AUSWAHL =>
Kehlmann-Effekt

Die Nachschreiber

Ein steinernes Engelchen ziert am 14.10.2008 einen Grabstein auf dem alten Südfriedhof in München
Schriftsteller erwecken verblichene Geistesgrößen zum Leben und lassen sie wie Zeitgenossen durch einen Roman spazieren. © dpa / Lukas Barth
Von Edelgard Abenstein · 07.06.2015
Der Kehlmann-Effekt oder: Wenn Schriftsteller erzählend in die Rolle verblichener Kollegen und Geistesgrößen schlüpfen.
Tote zum Sprechen zu bringen, das war schon immer ein Privileg der Literatur. Besonders reizvoll scheint es neuerdings, verblichene Geistesgrößen zum Leben zu erwecken, sie wie Zeitgenossen durch einen Roman spazieren zu lassen. Dabei interessiert neben dem, was war, auch das, was hätte sein können, die Karten werden neu gemischt.
Kafka als liebender Mann
So gibt Sibylle Lewitscharoff in "Blumenberg" dem gleichnamigen Philosophen als Haustier einen Löwen an die Seite. Karl-Heinz Ott ("Wintzenried") lässt den Aufklärer Rousseau unter Onaniezwang leiden, Michael Kumpfmüller vergegenwärtigt Kafkas letzte Liebe ("Die Herrlichkeit des Lebens").

DATENAUSZUG =>
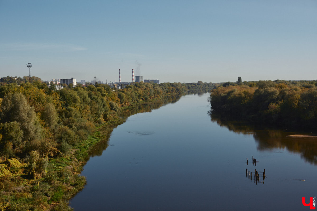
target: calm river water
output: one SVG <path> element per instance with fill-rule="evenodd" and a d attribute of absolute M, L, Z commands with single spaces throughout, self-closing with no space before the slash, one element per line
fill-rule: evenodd
<path fill-rule="evenodd" d="M 106 149 L 85 166 L 87 184 L 70 206 L 75 211 L 309 210 L 302 197 L 308 203 L 317 197 L 317 139 L 211 118 L 209 96 L 186 95 L 114 129 Z M 257 184 L 246 169 L 252 177 L 259 171 Z"/>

DEINE AUFGABE => Gib einen Abschnitt des Artikels über den Kehlmann-Effekt wortgetreu wieder. Setze bei den Worten „Die Nachschreiber“ ein und höre nach den Worten „und Geistesgrößen schlüpfen.“ auf.

ANTWORT ZUR AUFGABE =>
Die Nachschreiber

Ein steinernes Engelchen ziert am 14.10.2008 einen Grabstein auf dem alten Südfriedhof in München
Schriftsteller erwecken verblichene Geistesgrößen zum Leben und lassen sie wie Zeitgenossen durch einen Roman spazieren. © dpa / Lukas Barth
Von Edelgard Abenstein · 07.06.2015
Der Kehlmann-Effekt oder: Wenn Schriftsteller erzählend in die Rolle verblichener Kollegen und Geistesgrößen schlüpfen.